# Devils Rust



## Devil (Nov 10, 2008)

Let me know what you think... This shows you how it will look and how you can make Devils Rust... Please like if you could use this..!


----------



## Rahnefan (May 1, 2009)

So the crucial component in Devil's Rust is...rust


----------



## Sytnathotep (Oct 10, 2011)

HA! Genius! The acetic acid of the vinegar is oxidizing the iron in the metal dust, creating rust. Is this still a faux finish if the faux effect is real? lol

Adding salt may also enhance the effect as well. 

I bet if you were to use copper dust, this would create a blue-green verdigris like patina effect.

Once you had it dried hard, you could rinse it off and seal it with a clear coat once the desired effect was achieved, and would stop it from oxidizing further. 

Brilliant work, I will be trying this one!!


----------



## Devil (Nov 10, 2008)

Sytnathotep said:


> HA! Genius! The acetic acid of the vinegar is oxidizing the iron in the metal dust, creating rust. Is this still a faux finish if the faux effect is real? lol
> 
> Adding salt may also enhance the effect as well.
> 
> ...


I tried salt and water, just water, water and vinegar, vinegar and salt and just vinegar did the best or same with out adding to it.

Yes you could add other metals to create other looks... but can you get the other metals for free?

Yes you could it off and seal it with a clear coat but no need to just let it rust...

Thanks hope you have fun with it..!


----------



## Rahnefan (May 1, 2009)

It doesn't get much more authentic than that. Unless you hired real ghosts also. Brake dust. Who'da figured. Thanks Devil.


----------



## RoxyBlue (Oct 6, 2008)

The look is certainly authentic

One comment - considering the source of the material, I'm wondering about the possibility that the brake dust has asbestos mixed in with it. Rotors are metal, but the brake pads that come into contact with them can contain asbestos.


----------



## Devil (Nov 10, 2008)

Rahnefan said:


> It doesn't get much more authentic than that. Unless you hired real ghosts also. Brake dust. Who'da figured. Thanks Devil.


It's not Brake pad dust... It is the metal that is cut away from the rotor but it could have some brake pad dust in it so alway use a mask to protect yourself. If you don't want to use the metal from the brake rotors any metal shaving will do.

# [Parts of the exercise]
A: Translate this sentence from the Devils Rust thread into Spanish: "Rotors are metal, but the brake pads that come into contact with them can contain asbestos."
B: From the Devils Rust thread, write out the passage starting at "I bet if you" and ending at "from oxidizing further.".

# [Entries shown]
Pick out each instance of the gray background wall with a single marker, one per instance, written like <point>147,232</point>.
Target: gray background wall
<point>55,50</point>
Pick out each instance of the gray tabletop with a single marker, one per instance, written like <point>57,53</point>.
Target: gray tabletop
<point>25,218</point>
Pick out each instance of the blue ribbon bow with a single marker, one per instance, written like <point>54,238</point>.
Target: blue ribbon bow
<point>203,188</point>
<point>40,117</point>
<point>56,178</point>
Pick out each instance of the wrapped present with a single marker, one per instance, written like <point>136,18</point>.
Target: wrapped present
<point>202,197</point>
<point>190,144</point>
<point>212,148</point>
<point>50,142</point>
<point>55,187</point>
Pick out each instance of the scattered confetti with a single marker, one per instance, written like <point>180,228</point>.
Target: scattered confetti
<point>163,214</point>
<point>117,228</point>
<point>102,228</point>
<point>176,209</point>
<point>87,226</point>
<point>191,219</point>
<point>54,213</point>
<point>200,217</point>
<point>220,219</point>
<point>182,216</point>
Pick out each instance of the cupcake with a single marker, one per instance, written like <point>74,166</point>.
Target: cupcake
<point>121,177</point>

# [Written answers]
A: Los rotores son de metal, pero las pastillas de freno que entran en contacto con ellos pueden contener asbesto.

B:
I bet if you were to use copper dust, this would create a blue-green verdigris like patina effect.

Once you had it dried hard, you could rinse it off and seal it with a clear coat once the desired effect was achieved, and would stop it from oxidizing further.